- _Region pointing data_
_ _ _ _ _

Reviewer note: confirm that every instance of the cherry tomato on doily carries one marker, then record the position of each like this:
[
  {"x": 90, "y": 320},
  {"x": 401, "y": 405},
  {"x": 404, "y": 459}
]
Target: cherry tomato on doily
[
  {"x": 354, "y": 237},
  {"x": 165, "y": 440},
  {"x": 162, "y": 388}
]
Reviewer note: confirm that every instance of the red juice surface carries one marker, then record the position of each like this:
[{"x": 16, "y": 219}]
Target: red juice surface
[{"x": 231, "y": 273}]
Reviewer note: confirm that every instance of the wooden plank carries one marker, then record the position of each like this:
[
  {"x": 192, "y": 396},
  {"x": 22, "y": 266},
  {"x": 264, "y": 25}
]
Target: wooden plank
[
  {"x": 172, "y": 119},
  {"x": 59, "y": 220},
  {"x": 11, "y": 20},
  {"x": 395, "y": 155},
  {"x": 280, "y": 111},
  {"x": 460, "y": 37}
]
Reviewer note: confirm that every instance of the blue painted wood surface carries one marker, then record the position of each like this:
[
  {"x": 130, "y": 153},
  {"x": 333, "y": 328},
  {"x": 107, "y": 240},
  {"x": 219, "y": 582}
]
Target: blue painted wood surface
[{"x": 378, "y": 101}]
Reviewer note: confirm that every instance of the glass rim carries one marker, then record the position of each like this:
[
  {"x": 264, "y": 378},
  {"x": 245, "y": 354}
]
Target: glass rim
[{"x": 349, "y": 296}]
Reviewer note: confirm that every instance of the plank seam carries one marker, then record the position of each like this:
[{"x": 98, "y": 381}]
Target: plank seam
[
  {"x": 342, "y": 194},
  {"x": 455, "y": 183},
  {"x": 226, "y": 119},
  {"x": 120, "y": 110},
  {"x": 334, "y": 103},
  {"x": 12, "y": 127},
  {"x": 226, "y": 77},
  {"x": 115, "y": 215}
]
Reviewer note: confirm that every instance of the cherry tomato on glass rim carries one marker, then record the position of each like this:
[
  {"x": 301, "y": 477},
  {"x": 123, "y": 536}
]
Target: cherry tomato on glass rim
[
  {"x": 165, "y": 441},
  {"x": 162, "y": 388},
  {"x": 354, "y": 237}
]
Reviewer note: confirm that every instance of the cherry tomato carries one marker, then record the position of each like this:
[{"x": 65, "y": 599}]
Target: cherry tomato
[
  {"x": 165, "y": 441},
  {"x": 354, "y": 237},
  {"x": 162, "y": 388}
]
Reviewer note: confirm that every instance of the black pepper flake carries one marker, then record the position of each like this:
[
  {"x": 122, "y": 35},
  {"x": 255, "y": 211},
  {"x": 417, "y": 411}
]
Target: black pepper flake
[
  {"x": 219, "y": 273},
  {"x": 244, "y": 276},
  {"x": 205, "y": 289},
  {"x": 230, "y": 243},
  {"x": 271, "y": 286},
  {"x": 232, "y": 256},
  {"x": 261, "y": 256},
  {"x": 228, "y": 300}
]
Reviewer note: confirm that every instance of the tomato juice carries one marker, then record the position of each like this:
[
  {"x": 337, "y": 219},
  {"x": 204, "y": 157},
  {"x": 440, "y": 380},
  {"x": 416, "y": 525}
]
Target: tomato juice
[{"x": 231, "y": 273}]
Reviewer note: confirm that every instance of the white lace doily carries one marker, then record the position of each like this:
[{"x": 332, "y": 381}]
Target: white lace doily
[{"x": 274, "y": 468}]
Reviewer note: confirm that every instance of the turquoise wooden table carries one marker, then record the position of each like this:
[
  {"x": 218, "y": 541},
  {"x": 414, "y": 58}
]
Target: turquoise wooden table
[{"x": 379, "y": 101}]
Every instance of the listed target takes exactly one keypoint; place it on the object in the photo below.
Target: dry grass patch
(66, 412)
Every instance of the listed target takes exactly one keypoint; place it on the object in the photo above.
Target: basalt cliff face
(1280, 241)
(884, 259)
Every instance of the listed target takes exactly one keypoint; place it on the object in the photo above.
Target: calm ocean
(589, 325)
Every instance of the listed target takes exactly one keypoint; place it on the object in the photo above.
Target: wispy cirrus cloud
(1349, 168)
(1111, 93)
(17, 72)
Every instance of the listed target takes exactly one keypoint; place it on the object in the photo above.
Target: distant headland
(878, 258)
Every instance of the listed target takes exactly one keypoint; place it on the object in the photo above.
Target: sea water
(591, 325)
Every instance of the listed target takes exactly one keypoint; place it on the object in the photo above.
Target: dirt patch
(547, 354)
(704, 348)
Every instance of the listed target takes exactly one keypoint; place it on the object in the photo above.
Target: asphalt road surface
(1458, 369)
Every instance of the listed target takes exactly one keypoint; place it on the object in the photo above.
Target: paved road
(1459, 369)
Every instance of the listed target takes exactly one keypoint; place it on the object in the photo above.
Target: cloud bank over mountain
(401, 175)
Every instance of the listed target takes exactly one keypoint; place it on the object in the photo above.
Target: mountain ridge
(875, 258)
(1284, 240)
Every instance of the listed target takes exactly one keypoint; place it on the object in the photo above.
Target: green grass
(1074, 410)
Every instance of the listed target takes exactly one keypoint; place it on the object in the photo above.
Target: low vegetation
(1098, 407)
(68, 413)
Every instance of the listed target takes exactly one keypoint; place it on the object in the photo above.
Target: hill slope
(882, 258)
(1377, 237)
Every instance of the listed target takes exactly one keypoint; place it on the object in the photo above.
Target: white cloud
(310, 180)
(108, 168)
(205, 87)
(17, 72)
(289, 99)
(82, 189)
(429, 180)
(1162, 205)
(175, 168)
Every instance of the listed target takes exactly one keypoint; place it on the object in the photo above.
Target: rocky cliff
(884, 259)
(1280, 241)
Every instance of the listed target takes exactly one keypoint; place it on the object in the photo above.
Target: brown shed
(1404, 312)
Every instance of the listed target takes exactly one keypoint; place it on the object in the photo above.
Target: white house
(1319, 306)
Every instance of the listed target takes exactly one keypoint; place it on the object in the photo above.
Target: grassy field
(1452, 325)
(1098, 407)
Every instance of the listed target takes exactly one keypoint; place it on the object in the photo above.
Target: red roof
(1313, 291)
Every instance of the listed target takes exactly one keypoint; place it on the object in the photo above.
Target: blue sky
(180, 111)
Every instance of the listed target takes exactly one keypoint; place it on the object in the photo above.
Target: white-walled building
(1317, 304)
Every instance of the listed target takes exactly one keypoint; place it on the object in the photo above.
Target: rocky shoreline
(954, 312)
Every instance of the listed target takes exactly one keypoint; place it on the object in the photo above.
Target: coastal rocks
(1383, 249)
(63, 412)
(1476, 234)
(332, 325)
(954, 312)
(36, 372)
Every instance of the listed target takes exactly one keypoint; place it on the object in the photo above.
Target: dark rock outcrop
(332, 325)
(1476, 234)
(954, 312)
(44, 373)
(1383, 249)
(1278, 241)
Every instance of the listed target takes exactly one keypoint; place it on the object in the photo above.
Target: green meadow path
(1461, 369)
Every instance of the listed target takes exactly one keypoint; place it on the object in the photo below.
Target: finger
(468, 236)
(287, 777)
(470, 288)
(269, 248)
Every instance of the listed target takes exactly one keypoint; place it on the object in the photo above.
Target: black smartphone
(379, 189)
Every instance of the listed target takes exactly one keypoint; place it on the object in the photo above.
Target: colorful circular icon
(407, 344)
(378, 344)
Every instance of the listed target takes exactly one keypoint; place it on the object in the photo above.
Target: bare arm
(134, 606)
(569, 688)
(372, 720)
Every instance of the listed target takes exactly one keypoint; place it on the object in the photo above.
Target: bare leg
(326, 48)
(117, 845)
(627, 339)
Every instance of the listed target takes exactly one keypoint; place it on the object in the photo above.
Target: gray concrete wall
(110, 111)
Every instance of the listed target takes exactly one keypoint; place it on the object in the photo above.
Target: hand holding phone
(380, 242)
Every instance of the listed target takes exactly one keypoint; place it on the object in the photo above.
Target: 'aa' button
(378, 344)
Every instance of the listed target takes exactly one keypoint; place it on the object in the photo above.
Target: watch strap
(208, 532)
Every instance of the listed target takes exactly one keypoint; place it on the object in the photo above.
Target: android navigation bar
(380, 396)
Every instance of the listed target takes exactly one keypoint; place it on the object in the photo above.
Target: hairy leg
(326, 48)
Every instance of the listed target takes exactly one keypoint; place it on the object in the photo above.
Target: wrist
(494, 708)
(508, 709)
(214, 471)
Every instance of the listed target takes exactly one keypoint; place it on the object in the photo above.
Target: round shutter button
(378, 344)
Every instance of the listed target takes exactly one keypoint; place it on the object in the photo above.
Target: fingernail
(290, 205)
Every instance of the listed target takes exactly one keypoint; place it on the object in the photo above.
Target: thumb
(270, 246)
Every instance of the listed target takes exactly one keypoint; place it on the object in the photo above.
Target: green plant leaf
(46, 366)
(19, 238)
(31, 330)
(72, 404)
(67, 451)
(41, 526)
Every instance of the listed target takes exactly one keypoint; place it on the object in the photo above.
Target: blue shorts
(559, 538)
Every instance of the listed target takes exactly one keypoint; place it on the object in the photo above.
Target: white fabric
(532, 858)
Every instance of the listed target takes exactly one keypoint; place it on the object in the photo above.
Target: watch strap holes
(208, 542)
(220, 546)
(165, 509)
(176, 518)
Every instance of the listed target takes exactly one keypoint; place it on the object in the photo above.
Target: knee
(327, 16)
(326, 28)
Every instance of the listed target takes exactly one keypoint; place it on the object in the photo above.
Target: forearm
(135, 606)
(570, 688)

_ _ _ _ _

Each line of the data in which the string "marker" appears needs to be copied.

- _EXERCISE OUTPUT_
Reviewer note: confirm that every instance of the cherry tomato on doily carries one marker, then record the position of each like this:
Reviewer note: confirm that every instance of the red juice surface carries one marker, then record the position of each like this:
Reviewer note: confirm that every instance of the wooden plank carries one marker, then record the position of each like this:
Reviewer note: confirm that every instance of the blue painted wood surface carries one marker, then record the position of each like this:
Reviewer note: confirm that every instance of the glass rim carries one marker, then record the position of each like this:
Reviewer note: confirm that every instance of the plank seam carries one marker, then record the position of each like this:
Reviewer note: confirm that every instance of the cherry tomato on glass rim carries one marker, then record the position of each like this:
Reviewer note: confirm that every instance of the cherry tomato carries one marker, then record the position of each like this:
Reviewer note: confirm that every instance of the black pepper flake carries one marker, then record the position of each like this:
Reviewer note: confirm that every instance of the tomato juice carries one marker, then record the position of each like this:
Reviewer note: confirm that every instance of the white lace doily carries one marker, then record the position of each like this:
Reviewer note: confirm that every instance of the turquoise wooden table carries one marker, then record the position of each like this:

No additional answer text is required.